** SUPPLIED PASSAGE **
Natasha Sweeten and David McDonald

May 16 – June 15, 2024

 
 

Satchel Projects is pleased to present a 2-person exhibition of new works by Natasha Sweeten and David McDonald, on view from May 16 through June 15, 2024. There will be an opening reception on Thursday, May 16 from 6–8 PM.

Coming together from opposite coasts, the works in this exhibition share an improvisational spirit and a direct, responsive engagement with material and process. Rather than following a predetermined plan or sketch, the artists participate in a considered yet spontaneous dialogue with their chosen medium, as each action generates the next action, until the work evolves a resonant sense of presence and its own individual, distinctive identity. Intimate in scale, these works invite perceptual encounters, speaking eloquently in a material language that is both enigmatic and compelling.

** DATASET RECORDS **
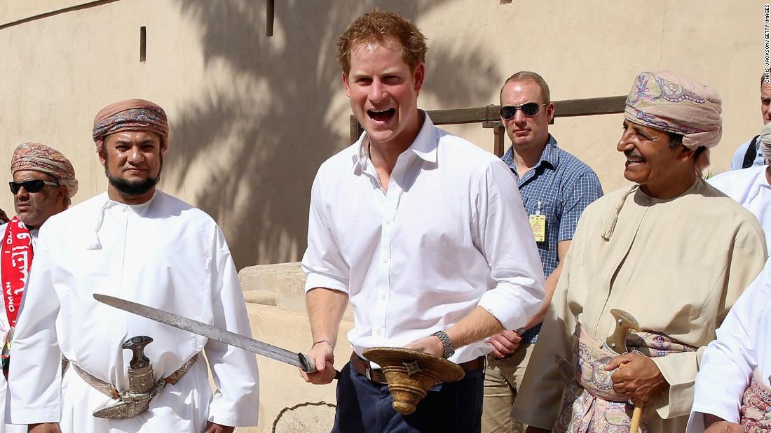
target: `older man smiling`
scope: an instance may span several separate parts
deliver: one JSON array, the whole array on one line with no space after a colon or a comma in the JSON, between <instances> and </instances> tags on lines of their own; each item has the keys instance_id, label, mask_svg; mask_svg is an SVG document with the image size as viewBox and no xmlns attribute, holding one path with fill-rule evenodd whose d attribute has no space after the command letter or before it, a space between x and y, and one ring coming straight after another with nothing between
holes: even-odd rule
<instances>
[{"instance_id":1,"label":"older man smiling","mask_svg":"<svg viewBox=\"0 0 771 433\"><path fill-rule=\"evenodd\" d=\"M643 408L644 431L685 430L698 352L766 259L755 217L701 178L720 135L712 89L674 72L637 77L617 145L635 185L590 205L578 222L544 321L548 338L515 403L529 431L623 431L633 406ZM623 355L605 342L614 308L639 325ZM560 371L571 365L566 386Z\"/></svg>"}]
</instances>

** GIVEN EXERCISE **
Extend the exhibition announcement for Natasha Sweeten and David McDonald above, picking up after its final sentence.

** RESULT **
Natasha Sweeten’s paintings reflect a dialectical approach to process, an extension of inner conversations and thought patterns playing out as paint is moved around the surface. Sweeten has said “there’s a wonderful parallel between fiction and abstract painting” -- indeed the paintings are their own narratives of the artist’s making, taken from what she’s reading/experiencing/listening to in a given moment. Largely eschewing paintbrushes, Sweeten’s tools are rags, razor blades and palette knives, allowing the interplay of soft and hard edges, scumbling and glazing in an improvisational, instinctual call-and-response. Evoking rather than spelling-out, the resulting paintings create a space for the viewer to step in and linger, an enigmatic place to “wonder into.” In Sweeten’s practice, a painting has to “live a life” over the course of its making, to accumulate a depth of experience before it is fully realized.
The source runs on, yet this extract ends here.